### Exercise
Print out the full material below, exact in every line, with no images included.

### Given data
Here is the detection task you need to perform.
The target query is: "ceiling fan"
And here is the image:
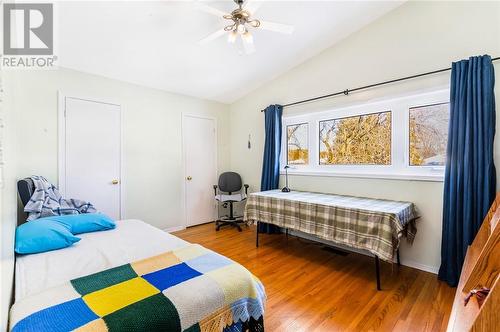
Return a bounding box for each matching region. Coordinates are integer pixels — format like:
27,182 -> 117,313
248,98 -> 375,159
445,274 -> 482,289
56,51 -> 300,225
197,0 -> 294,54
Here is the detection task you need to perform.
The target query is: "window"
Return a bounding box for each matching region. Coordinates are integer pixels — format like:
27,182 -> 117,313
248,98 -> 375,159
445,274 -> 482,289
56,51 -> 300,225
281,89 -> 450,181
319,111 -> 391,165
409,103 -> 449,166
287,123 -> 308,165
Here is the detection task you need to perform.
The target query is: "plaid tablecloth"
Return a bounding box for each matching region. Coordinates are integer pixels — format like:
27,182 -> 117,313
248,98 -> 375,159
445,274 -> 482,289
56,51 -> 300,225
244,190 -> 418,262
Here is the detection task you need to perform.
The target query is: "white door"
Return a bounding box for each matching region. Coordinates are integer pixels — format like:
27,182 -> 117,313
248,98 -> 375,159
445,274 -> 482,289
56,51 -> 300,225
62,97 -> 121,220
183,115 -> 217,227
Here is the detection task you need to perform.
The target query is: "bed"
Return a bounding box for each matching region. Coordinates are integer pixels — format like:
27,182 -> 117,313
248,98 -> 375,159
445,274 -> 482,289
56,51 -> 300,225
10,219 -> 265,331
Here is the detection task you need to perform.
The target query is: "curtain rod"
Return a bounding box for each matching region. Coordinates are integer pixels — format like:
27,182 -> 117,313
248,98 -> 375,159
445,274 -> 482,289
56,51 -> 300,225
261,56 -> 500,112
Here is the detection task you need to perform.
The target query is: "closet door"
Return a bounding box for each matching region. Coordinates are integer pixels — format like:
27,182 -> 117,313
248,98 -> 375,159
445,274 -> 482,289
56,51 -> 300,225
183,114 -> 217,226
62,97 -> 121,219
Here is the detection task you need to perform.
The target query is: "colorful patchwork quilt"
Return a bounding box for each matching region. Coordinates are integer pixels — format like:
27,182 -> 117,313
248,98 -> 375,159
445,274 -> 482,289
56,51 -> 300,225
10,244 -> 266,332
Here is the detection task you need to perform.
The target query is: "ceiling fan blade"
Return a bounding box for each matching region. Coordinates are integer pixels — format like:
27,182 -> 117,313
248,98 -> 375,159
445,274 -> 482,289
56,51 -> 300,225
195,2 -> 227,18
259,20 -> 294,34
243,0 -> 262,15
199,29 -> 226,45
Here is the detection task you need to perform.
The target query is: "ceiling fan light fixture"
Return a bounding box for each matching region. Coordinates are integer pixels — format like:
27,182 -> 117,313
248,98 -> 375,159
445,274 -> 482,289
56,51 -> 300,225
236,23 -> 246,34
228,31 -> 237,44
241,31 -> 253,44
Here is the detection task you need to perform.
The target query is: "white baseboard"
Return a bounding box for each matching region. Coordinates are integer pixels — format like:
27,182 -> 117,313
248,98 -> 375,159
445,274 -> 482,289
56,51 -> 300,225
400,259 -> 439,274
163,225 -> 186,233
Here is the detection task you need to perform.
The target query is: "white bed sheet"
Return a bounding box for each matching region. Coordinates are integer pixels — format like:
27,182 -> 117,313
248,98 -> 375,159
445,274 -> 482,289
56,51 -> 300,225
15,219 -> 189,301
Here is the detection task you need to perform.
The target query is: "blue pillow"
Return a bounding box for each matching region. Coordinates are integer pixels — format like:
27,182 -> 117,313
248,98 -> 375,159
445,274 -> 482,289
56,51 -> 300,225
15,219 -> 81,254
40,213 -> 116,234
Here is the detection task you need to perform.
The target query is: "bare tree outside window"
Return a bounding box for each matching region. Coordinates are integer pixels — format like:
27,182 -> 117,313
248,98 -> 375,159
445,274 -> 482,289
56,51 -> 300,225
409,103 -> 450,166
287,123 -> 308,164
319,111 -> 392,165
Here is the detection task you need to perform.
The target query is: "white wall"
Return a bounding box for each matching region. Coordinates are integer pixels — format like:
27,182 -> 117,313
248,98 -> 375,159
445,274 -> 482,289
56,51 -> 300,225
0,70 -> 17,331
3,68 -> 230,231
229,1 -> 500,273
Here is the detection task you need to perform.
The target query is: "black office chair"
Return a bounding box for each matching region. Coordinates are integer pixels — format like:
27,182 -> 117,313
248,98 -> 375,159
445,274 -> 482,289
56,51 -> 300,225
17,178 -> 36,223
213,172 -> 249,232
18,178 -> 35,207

### Solution for this exercise
Here is the detection task you need to perform.
The target query is: "ceiling fan"
And here is the image:
Return a bounding box for each matching region. Coordinates are integer pixels — format like:
27,182 -> 117,313
248,98 -> 375,159
445,274 -> 482,289
56,51 -> 300,225
197,0 -> 294,54
Here is the detection task you need to perform.
The target query is: "window"
Return a bounding box for each matching region. Coordinates are integer pixels — format like:
27,182 -> 117,313
248,98 -> 375,159
445,274 -> 482,289
56,51 -> 300,225
281,89 -> 450,181
319,111 -> 391,165
409,103 -> 449,166
287,123 -> 308,165
Here is the detection task you need to perform.
The target query is: "plaid tablecloth"
Return a bounding box for each matching region. Coordinates are integer pixels — format like:
27,182 -> 117,313
248,98 -> 375,159
445,274 -> 482,289
56,51 -> 300,225
244,190 -> 418,262
Here is the detection task you need to perform.
The target query is: "white door"
Return a bounding box for each matching region. Coordinates are integer pixels — format like:
27,182 -> 117,313
248,98 -> 375,159
445,274 -> 482,289
56,51 -> 300,225
62,97 -> 121,220
183,115 -> 217,227
Here is the detection task you need to perform.
The target query is: "bed"
Return a bounding box for each matching region. Coordinates are integer pixels — format like:
27,182 -> 117,313
248,98 -> 375,159
445,274 -> 482,289
56,51 -> 300,225
10,219 -> 265,331
Here is the detection task you need to perform.
The target query is: "curtain rod"
Return a bounding box for each matching region. Coordinates are integer pixels — format like:
27,182 -> 117,313
248,98 -> 375,159
445,274 -> 482,289
56,51 -> 300,225
261,56 -> 500,112
Here is the detection task you need to perform.
The target query is: "closet door"
Return a bounding box for each matching region. Coordinates are integer pixels — format like:
27,182 -> 117,313
248,98 -> 375,159
445,274 -> 482,289
56,51 -> 300,225
183,114 -> 217,226
62,97 -> 121,219
Here is the detection task you need to perform.
The target query is: "colorful patchwork quilt"
Return a bounding box for each matching region. Coordinates are integer pixels — format like:
27,182 -> 117,313
248,98 -> 375,159
445,274 -> 482,289
56,51 -> 300,225
10,244 -> 266,332
Here is the detection task you need to perform.
The target query is: "ceiling fan blade"
Return a bounding box for each matching region. Coordinates are integer pixels — format like:
27,182 -> 117,313
248,98 -> 375,159
445,274 -> 482,289
56,51 -> 300,225
195,2 -> 227,18
259,20 -> 294,34
243,0 -> 262,15
199,29 -> 226,45
Here is the detection task you need to perform.
The target query is: "ceiling fan light fixture"
Return a bounding box for each matching region. Coordinates are integer pixels — format like:
27,182 -> 117,313
248,98 -> 375,159
445,274 -> 482,289
56,51 -> 300,225
236,23 -> 246,34
228,31 -> 237,44
241,31 -> 253,44
Here is the detection task you need to perform.
The target query is: "white baseboard"
Return a bounding box for each matching region. Coordinates are integer pixels — format like:
27,182 -> 117,313
248,98 -> 375,159
445,274 -> 482,289
56,51 -> 300,225
400,259 -> 439,274
163,225 -> 186,233
Here is the detection task you need to perform.
The target query is: "white bed sheet"
Return a bounding box for each matching region. Coordinates are integer pixels — format like:
27,182 -> 117,313
248,98 -> 375,159
445,274 -> 482,289
56,51 -> 300,225
15,219 -> 189,301
Here is the detection task you need to perform.
The target query is: "blue pillow"
Return a bounding box for each matching region. Coordinates are integer pixels — format like:
27,182 -> 117,313
248,98 -> 375,159
445,274 -> 482,289
56,51 -> 300,225
15,219 -> 81,254
40,213 -> 116,234
Here is the detection task you need to perform.
The target query is: "bare tree outside window"
Return a bounding box for each matching region. Coordinates are integer pixels — format like:
27,182 -> 117,313
248,98 -> 375,159
445,274 -> 482,289
56,51 -> 300,225
409,103 -> 450,166
287,123 -> 308,164
319,111 -> 392,165
Here is the detection task you need to perform.
The target query is: "white wall"
Return a bounding box for each matching region. Coordinates are integer pixels — format like:
27,182 -> 117,313
248,98 -> 375,159
445,274 -> 482,289
56,51 -> 300,225
0,70 -> 17,331
3,68 -> 230,231
229,1 -> 500,273
Here is the detection task you need to perform.
The target query is: "black office chair"
Return a bounding box for each matching region. Coordinates are integer pixels — format like:
27,182 -> 117,313
248,98 -> 375,159
445,274 -> 482,289
56,51 -> 300,225
17,178 -> 36,223
213,172 -> 249,232
18,178 -> 35,207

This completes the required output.